Return a verbatim reproduction of each line, starting at the line with "Detect ceiling light" and ending at the last line of the listing below.

_ _ _ _ _ _ _

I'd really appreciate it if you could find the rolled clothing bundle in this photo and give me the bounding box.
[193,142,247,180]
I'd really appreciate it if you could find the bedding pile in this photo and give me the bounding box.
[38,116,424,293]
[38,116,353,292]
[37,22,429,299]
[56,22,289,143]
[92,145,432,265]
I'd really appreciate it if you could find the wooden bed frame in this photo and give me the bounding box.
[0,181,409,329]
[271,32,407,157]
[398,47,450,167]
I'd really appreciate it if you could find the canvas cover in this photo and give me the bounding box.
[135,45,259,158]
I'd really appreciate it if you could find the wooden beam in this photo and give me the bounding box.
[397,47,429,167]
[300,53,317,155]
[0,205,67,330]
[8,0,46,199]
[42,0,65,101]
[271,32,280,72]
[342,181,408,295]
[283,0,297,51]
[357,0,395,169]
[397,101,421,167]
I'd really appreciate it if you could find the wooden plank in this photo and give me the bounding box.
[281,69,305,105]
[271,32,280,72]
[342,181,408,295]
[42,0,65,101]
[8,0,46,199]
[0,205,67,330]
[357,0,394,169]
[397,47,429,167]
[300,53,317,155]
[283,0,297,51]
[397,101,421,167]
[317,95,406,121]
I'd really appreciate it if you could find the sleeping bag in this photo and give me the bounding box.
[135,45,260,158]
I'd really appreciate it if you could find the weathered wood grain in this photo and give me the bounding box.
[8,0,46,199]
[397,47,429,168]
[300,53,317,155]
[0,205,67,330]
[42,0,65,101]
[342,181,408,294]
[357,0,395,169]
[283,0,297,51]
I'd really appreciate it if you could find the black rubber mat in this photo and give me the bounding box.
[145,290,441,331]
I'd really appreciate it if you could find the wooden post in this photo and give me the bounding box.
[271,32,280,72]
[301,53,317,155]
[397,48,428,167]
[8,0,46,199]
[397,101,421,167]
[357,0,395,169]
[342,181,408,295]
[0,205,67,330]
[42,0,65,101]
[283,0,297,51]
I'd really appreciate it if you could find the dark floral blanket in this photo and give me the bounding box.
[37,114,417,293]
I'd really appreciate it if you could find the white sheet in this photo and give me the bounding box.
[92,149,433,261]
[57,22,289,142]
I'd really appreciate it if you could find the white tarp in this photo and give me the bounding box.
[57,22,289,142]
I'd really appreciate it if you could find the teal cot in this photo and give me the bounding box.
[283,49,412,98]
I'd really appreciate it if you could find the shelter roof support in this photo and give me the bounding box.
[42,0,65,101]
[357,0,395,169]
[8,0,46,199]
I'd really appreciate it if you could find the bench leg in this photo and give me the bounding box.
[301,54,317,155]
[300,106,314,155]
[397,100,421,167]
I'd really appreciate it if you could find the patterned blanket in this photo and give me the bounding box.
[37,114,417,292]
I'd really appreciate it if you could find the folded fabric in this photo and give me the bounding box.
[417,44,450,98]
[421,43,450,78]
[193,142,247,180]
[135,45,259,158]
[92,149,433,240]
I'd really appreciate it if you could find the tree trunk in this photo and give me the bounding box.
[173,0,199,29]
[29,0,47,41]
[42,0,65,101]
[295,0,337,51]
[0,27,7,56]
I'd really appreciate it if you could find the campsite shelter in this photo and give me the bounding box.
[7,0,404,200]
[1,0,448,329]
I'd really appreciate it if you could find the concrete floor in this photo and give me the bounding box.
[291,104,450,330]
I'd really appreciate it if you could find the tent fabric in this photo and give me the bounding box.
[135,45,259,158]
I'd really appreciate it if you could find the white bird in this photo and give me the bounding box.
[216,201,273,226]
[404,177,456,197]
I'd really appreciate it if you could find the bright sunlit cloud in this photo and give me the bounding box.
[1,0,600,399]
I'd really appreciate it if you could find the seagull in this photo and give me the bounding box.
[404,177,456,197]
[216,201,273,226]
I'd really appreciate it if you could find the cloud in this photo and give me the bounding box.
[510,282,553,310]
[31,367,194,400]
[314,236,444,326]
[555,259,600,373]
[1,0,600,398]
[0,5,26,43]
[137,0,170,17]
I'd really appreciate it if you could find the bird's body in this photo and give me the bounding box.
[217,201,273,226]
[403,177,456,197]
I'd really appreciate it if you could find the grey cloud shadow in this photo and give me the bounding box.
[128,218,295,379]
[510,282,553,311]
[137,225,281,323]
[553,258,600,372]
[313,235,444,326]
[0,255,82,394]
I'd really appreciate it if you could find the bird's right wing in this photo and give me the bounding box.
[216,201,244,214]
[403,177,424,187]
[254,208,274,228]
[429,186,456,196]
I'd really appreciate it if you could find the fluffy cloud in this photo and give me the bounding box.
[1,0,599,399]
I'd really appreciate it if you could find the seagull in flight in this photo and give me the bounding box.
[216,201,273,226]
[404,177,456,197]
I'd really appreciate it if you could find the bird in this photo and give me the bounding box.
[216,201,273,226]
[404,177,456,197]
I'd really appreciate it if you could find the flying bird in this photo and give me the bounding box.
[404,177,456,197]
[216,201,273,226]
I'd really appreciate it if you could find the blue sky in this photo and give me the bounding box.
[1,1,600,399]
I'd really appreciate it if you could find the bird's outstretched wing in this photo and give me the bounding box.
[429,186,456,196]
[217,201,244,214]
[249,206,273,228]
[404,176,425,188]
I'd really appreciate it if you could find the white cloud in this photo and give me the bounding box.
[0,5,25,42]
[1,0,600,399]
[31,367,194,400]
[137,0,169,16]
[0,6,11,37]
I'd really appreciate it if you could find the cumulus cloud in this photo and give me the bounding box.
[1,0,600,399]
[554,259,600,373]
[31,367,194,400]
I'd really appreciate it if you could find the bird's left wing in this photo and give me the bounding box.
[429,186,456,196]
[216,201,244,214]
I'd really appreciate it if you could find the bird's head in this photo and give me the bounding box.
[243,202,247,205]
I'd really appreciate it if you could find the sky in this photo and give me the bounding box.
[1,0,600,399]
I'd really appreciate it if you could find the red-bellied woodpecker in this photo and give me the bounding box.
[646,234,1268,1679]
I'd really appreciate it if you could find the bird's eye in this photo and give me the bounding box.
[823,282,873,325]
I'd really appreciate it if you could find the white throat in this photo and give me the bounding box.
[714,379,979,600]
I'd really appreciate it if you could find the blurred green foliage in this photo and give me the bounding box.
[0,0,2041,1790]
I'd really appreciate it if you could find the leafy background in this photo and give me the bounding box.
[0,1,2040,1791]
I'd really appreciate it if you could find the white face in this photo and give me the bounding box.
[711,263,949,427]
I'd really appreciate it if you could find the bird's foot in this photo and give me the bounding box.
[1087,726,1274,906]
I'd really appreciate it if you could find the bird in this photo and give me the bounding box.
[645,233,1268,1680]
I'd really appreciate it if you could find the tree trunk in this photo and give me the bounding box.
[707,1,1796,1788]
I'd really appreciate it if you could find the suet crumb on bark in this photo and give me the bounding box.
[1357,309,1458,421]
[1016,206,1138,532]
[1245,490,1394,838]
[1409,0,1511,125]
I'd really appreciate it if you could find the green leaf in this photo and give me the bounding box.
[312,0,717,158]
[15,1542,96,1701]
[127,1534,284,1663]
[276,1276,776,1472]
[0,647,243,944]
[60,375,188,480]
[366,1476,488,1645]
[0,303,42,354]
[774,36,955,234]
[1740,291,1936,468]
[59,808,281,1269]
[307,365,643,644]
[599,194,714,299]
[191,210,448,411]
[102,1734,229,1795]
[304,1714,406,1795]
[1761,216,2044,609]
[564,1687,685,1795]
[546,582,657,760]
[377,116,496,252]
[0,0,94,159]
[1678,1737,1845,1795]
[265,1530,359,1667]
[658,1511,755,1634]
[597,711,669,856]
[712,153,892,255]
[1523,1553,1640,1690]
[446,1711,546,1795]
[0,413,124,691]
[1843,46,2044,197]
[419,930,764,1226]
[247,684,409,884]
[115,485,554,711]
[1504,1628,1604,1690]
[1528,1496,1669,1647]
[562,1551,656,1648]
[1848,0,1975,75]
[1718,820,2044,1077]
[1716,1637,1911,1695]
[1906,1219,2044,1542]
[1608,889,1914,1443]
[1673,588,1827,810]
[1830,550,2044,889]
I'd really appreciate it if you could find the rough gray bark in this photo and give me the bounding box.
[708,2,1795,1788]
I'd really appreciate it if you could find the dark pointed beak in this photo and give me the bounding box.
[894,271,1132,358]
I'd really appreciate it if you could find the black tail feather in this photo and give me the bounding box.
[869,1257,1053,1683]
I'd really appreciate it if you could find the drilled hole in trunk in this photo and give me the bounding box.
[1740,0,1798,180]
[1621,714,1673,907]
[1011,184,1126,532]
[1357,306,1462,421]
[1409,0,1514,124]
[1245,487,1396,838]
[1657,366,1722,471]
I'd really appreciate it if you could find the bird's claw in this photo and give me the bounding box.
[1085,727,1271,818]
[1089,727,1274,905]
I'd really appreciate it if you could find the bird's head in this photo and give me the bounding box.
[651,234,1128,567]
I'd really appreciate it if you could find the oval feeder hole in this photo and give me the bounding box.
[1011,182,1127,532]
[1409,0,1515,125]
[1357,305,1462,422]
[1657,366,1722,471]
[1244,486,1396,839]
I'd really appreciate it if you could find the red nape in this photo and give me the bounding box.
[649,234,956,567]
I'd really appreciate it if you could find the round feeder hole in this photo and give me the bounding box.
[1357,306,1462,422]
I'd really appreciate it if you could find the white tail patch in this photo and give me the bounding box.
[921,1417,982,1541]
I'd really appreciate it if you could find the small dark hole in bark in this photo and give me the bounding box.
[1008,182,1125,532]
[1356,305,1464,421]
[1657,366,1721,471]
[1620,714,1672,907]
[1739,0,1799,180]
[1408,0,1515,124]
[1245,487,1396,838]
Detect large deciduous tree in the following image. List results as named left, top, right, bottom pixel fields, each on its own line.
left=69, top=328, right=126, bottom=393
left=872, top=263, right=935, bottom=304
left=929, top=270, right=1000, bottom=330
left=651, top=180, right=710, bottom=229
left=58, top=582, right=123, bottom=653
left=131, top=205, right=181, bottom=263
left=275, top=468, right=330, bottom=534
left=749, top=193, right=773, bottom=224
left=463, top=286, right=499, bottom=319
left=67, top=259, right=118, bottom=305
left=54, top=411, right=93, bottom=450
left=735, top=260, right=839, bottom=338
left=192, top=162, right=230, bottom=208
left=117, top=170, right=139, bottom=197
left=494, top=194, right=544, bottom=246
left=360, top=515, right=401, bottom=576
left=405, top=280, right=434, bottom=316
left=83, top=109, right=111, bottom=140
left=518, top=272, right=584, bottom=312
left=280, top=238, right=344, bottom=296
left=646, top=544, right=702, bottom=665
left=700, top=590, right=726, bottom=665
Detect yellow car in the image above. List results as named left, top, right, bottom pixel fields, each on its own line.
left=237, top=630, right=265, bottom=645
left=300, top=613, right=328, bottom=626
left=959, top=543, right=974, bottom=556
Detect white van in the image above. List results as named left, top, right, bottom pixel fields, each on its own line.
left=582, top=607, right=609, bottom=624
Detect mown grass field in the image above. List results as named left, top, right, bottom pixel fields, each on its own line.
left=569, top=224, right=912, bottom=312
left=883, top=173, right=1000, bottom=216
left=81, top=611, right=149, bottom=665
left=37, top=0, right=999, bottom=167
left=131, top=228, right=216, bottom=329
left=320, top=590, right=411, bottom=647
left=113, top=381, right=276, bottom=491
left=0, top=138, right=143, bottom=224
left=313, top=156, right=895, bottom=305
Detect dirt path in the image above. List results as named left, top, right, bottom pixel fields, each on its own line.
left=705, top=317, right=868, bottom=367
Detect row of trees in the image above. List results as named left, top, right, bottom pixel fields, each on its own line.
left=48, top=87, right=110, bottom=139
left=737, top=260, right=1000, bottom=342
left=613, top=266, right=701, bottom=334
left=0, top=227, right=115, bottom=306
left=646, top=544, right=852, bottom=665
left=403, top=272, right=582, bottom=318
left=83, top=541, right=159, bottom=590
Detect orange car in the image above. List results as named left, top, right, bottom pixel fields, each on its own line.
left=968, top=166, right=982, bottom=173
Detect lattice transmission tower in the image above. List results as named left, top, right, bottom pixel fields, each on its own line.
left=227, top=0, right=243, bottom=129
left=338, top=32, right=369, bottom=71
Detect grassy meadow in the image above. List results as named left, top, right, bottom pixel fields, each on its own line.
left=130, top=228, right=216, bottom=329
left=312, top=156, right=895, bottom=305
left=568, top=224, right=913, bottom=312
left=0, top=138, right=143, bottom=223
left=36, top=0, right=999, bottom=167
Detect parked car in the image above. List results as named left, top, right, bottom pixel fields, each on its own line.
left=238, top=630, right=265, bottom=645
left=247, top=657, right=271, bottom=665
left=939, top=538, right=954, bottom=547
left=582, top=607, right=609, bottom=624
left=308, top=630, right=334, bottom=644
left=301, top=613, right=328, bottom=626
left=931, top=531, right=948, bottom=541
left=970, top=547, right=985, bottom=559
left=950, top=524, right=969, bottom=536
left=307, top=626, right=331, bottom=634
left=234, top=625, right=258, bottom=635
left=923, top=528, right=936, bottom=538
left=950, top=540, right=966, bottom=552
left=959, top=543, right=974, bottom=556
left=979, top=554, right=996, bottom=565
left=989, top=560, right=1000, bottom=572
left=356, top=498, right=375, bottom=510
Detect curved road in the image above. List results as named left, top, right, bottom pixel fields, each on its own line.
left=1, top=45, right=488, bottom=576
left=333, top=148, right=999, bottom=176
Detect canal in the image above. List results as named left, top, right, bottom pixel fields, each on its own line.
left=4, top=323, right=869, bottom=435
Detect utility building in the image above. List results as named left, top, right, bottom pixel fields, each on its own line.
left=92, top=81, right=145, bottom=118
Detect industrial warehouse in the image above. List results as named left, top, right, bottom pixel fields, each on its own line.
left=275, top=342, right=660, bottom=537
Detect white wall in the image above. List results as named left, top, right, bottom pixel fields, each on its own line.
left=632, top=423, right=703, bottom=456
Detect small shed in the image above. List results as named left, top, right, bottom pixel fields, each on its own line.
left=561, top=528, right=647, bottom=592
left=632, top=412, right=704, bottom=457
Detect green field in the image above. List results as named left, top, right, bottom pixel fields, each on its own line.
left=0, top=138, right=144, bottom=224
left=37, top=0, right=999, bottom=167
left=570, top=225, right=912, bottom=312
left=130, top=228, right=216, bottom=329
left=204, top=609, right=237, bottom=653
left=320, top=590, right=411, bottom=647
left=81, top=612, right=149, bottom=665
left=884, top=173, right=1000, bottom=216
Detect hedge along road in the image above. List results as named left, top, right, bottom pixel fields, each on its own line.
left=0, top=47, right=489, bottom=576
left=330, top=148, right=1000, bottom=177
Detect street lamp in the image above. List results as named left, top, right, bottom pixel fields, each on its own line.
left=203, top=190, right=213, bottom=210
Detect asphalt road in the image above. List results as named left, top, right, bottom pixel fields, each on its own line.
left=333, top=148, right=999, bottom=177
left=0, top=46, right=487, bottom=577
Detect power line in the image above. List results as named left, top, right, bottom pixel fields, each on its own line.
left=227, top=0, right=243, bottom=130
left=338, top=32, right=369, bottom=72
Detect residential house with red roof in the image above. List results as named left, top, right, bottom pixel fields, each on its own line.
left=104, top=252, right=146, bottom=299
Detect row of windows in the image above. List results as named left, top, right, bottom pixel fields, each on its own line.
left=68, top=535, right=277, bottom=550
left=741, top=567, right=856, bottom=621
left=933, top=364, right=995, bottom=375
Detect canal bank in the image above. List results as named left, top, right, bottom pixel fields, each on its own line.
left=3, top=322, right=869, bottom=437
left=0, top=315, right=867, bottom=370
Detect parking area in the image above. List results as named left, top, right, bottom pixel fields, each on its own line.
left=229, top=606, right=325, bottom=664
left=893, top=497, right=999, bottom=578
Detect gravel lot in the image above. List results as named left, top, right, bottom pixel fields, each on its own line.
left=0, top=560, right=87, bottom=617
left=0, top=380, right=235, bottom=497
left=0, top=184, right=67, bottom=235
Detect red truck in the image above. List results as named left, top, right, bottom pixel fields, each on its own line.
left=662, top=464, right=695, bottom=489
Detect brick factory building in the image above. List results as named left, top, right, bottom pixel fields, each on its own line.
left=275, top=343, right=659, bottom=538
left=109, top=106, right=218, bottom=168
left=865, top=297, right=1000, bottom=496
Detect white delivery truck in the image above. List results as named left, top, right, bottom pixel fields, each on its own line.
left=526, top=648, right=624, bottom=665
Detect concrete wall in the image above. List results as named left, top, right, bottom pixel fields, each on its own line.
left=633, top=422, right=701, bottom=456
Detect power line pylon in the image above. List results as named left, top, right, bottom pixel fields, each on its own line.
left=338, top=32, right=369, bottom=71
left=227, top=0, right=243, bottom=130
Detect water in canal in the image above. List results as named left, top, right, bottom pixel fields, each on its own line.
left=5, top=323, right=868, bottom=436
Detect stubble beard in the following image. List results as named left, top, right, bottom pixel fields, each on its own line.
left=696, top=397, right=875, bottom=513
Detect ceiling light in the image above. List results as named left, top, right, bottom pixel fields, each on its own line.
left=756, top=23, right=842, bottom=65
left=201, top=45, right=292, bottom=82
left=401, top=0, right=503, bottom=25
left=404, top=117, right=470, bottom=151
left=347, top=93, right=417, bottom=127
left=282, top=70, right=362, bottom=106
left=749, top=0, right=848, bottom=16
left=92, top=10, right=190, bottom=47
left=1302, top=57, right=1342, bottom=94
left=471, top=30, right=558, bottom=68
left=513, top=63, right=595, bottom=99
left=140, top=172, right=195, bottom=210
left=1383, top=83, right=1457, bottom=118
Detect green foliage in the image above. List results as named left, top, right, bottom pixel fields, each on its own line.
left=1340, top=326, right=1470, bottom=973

_ _ _ _ _ _ _

Exercise result:
Detect ceiling light in the image above. List results as named left, top, right, bottom pixel fields, each on its own line.
left=756, top=23, right=842, bottom=65
left=201, top=45, right=292, bottom=82
left=401, top=0, right=503, bottom=25
left=404, top=117, right=470, bottom=151
left=347, top=93, right=417, bottom=127
left=282, top=70, right=362, bottom=106
left=749, top=0, right=848, bottom=16
left=92, top=10, right=190, bottom=47
left=1302, top=57, right=1342, bottom=94
left=471, top=30, right=558, bottom=68
left=513, top=63, right=595, bottom=99
left=140, top=172, right=195, bottom=210
left=1383, top=83, right=1457, bottom=118
Detect green foliage in the image above. List results as named left, top, right, bottom pixel fields, each on its own line.
left=1340, top=326, right=1470, bottom=973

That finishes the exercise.